┌─ EXTRACTED TEXT
We might not recognize it at first, but there are many types of grief.

In an article written by Karen Roldan and published by usurnsonline.com, several different types of grief are outlined. A few of these are:
-Normal Grief (or Uncomplicated Grief)
-Complicated Grief (or Abnormal Grief)
-Traumatic Grief
-Anticipatory Grief
-Masked Grief
-Inhibited Grief
-Collective Grief
-Cumulative Grief
-Prolonged Grief
-Abbreviated Grief
-Delayed Grief
We can grieve for many things:
-The loss of a loved one, be it family of friend
-Broken relationship
-Childhood trauma
-Loss of a job
-Loss of a pet
-Infertility
Karen Roldan defines these types of grief as follows:
Normal Grief is the emotional distress that accompanies a trauma, such as death or other loss. This is what people typically mean when they talk about “grieving” or “mourning.”
Complicated Grief is grief that worsens over time. It begins as normal grief, but as time passes it deepens and stagnates. This is a disabling and often life-altering form of grief. These painful feelings of grief do not alleviate over time. It is generally suggested that if you are dealing with complicated grief, you seek the assistance of a professional counselor.
└─
┌─ DATA
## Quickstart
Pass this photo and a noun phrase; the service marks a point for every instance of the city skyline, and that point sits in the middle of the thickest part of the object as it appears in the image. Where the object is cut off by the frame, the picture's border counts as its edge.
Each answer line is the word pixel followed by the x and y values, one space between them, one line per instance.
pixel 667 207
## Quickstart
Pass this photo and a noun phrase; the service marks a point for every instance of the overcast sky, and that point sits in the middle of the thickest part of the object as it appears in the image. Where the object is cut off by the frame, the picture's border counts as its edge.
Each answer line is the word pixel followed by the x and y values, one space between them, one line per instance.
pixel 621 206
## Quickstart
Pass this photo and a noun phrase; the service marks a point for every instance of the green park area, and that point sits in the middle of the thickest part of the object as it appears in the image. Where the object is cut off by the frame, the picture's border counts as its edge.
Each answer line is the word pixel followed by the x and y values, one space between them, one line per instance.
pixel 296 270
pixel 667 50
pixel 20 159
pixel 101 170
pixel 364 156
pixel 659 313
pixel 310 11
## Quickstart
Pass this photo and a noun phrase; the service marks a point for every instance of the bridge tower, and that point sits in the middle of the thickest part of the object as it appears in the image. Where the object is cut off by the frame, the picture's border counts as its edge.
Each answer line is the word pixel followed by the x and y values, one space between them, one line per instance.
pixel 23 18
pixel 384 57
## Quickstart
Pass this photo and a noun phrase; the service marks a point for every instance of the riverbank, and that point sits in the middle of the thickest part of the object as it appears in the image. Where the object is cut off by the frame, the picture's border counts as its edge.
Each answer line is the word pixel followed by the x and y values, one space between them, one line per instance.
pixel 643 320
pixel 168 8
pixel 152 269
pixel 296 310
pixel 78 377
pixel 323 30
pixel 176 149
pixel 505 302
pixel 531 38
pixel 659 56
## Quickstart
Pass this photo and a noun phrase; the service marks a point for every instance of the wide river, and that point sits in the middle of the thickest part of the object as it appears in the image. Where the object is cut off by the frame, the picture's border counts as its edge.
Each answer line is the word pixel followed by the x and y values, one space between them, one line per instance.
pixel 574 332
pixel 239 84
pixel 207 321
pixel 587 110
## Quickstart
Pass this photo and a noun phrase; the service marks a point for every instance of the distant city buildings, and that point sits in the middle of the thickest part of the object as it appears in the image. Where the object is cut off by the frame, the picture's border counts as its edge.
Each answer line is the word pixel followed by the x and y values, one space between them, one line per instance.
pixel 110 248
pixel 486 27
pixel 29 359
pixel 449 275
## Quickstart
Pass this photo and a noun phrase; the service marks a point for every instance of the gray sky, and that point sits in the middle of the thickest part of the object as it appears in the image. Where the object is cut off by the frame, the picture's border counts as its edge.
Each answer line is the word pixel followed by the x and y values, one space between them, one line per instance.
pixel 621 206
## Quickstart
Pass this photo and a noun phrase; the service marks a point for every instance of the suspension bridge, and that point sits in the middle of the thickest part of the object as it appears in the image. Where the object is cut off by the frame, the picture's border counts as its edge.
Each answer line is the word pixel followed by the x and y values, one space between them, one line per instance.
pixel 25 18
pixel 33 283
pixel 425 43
└─
- [WHAT YOU WILL DO] Decide whether each statement agrees with the text on types of grief, answering yes or no and quoting the words that settle it. 1. Complicated grief starts out as normal grief. 2. The painful feelings of complicated grief ease as time passes. 3. The article that outlines several types of grief was published by usurnsonline.com. These records come from a separate source.

- [RESPONSE AREA]
1. Yes: "It begins as normal grief"
2. No: "These painful feelings of grief do not alleviate over time."
3. Yes: "published by usurnsonline.com"